* **Complete the following**:
1. Translate this sentence from the forum thread into Spanish: "No ISP in Canada offers fiber to the home, outside of specific testing areas."
2. Count the rows that contain the string "instance", and give only the number. Case counts.
┌─ Page text
If your cap is currently 25 it may pay to raise your speeds but ONLY if they don't put you into a new 2-yr contract. Check back with teksavvy often they'll be offering cable wholesale soon (although Keswick may be a later market) at a competitive price.

Good luck


----------



## John Clay (Jun 25, 2006)

macmini2010 said:


> DSL in Canada is generally slower than Cable/Fibre (So far Fibre in Ontario is only available directly from Bell, not through Teksavvy/Acanac etc).


No ISP in Canada offers fiber to the home, outside of specific testing areas. Bell is currently promoting their "Fibe" product, which is NOT fiber. It uses VDSL2 over standard phone lines to provide internet.


----------



## macmini2010 (Mar 23, 2010)

I stand corrected, so basically faster DSL then John?


----------



## Davis (Mar 28, 2010)

Hmm well I'm goin off to college in a matter of 3 months and I don't want to suck into a new contract. I remember about a year back they offered a speed raise of no extra charge and did it automatically. Maybe they replaced bandwidth with speed? I originally downloaded at 125kb/s and jumped to 360kb/s


----------



## John Clay (Jun 25, 2006)

macmini2010 said:


> I stand corrected, so basically faster DSL then John?


Pretty much. VDSL2 allows for much higher speeds than ADSL or ADSL2. VDSL2 supports up to 100Mbit, over a very short loop, and slower speeds much further than ADSL/ADSL2.


----------
└─
┌─ Recorded data
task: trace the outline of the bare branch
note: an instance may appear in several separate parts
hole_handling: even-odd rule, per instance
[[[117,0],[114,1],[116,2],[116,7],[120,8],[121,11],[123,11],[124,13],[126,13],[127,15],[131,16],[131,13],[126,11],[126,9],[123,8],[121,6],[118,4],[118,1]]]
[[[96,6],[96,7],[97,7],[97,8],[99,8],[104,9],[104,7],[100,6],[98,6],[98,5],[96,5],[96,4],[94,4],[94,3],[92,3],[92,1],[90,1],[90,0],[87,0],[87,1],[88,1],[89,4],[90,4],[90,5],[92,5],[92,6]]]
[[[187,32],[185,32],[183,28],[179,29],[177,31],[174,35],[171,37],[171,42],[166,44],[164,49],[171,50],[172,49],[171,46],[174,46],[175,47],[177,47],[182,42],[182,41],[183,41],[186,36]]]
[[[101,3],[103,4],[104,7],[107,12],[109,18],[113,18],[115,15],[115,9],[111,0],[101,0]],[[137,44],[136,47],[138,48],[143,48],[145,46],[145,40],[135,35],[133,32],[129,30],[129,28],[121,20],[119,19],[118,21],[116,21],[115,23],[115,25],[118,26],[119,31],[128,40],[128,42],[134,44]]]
└─
* **Answers per task**:
1. Ningún proveedor de servicios de internet en Canadá ofrece fibra hasta el hogar, fuera de zonas de prueba específicas.

2. 2